_Data in this exercise_
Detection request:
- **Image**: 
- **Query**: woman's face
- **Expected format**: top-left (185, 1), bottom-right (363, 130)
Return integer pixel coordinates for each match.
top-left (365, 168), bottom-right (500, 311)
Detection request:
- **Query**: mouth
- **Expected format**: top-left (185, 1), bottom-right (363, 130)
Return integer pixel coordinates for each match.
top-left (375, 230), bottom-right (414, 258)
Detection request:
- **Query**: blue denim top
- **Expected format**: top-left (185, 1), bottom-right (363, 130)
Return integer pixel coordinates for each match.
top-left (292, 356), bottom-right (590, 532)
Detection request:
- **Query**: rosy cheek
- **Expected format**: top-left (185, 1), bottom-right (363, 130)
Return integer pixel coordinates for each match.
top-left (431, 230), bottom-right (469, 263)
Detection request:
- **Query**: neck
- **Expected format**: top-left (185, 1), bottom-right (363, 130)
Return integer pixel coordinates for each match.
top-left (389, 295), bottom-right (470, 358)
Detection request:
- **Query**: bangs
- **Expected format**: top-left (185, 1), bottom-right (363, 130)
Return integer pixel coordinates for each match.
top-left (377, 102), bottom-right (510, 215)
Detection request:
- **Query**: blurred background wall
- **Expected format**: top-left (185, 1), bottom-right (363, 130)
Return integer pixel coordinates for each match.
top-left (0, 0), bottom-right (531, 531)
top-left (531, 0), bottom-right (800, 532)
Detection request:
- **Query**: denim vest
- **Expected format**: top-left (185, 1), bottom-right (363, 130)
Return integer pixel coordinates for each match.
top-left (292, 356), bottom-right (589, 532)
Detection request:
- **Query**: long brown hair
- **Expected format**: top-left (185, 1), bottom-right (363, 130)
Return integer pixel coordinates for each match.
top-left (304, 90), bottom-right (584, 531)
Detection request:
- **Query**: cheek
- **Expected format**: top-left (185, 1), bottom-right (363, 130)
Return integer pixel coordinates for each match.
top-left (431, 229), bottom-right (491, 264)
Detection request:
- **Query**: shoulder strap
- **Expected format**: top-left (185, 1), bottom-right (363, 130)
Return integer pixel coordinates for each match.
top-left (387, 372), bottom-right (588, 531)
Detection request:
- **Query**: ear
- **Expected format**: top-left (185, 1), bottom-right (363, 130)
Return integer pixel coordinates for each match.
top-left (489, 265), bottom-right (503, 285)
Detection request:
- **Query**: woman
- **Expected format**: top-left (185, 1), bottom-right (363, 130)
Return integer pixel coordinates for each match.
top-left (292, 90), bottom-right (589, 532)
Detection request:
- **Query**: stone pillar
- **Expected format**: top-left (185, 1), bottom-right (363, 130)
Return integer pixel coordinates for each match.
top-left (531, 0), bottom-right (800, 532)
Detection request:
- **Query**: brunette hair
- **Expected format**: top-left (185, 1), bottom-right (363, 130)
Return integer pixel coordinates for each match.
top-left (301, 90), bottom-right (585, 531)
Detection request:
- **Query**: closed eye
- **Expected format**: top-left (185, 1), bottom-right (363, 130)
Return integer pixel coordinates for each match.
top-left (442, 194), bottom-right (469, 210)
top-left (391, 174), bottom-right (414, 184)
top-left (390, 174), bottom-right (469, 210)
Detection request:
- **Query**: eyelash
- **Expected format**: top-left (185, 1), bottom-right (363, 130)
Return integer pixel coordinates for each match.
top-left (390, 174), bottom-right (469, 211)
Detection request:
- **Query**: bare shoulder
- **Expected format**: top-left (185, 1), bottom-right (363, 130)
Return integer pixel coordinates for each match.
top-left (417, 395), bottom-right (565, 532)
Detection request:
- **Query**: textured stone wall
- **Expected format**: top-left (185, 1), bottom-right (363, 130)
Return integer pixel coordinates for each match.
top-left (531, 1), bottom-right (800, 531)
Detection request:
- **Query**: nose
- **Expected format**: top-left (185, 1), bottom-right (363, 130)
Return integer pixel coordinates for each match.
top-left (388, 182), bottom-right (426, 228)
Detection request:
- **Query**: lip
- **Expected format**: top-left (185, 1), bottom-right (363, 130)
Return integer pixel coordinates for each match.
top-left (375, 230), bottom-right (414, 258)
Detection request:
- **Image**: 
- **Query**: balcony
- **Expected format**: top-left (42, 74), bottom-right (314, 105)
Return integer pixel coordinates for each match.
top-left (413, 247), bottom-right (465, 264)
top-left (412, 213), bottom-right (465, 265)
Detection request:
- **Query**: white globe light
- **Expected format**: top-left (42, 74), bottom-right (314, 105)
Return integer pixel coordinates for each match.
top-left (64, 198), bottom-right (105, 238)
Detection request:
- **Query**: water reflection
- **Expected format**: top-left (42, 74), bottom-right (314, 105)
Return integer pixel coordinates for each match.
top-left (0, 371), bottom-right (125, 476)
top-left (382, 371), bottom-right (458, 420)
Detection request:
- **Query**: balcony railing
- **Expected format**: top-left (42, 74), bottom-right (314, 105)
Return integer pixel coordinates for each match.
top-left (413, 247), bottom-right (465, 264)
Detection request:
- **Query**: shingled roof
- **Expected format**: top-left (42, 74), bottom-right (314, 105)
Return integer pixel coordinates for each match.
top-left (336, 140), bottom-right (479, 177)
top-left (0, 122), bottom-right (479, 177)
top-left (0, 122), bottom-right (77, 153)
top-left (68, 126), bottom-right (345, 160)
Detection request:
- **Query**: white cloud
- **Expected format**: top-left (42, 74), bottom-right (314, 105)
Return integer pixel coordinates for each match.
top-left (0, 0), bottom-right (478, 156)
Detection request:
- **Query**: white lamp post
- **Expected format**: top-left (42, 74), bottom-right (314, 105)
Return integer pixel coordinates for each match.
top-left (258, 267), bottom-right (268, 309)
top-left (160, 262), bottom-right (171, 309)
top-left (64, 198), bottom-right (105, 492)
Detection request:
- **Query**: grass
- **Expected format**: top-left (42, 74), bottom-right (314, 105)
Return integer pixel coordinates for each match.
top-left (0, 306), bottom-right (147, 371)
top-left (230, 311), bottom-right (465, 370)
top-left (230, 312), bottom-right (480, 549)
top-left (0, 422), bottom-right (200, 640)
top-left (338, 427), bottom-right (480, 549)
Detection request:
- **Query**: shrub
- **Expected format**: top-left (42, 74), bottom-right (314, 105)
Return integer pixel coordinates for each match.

_Aim of the exercise_
Rescale the data from its very first line through the line containing "top-left (292, 356), bottom-right (590, 532)", with both of those lines included. Write every line again, requests included, multiplying each answer coordinate by 1.4 and rounding it to a whole number with halves rounded up, and leave the coordinates in the requests and their format samples unchanged.

_Solution for this task_
Detection request:
- **Image**: 
- **Query**: woman's face
- **Expected format**: top-left (185, 1), bottom-right (363, 130)
Return integer pixel coordinates for each match.
top-left (511, 235), bottom-right (700, 435)
Detection request:
- **Query**: mouth
- **Expected format**: top-left (185, 1), bottom-right (363, 130)
Return integer pixel coordinates for each match.
top-left (525, 322), bottom-right (580, 361)
Detection request:
- **Query**: blue denim top
- **Expected format**: top-left (185, 1), bottom-right (363, 130)
Return integer pixel coordinates for each match.
top-left (409, 498), bottom-right (826, 745)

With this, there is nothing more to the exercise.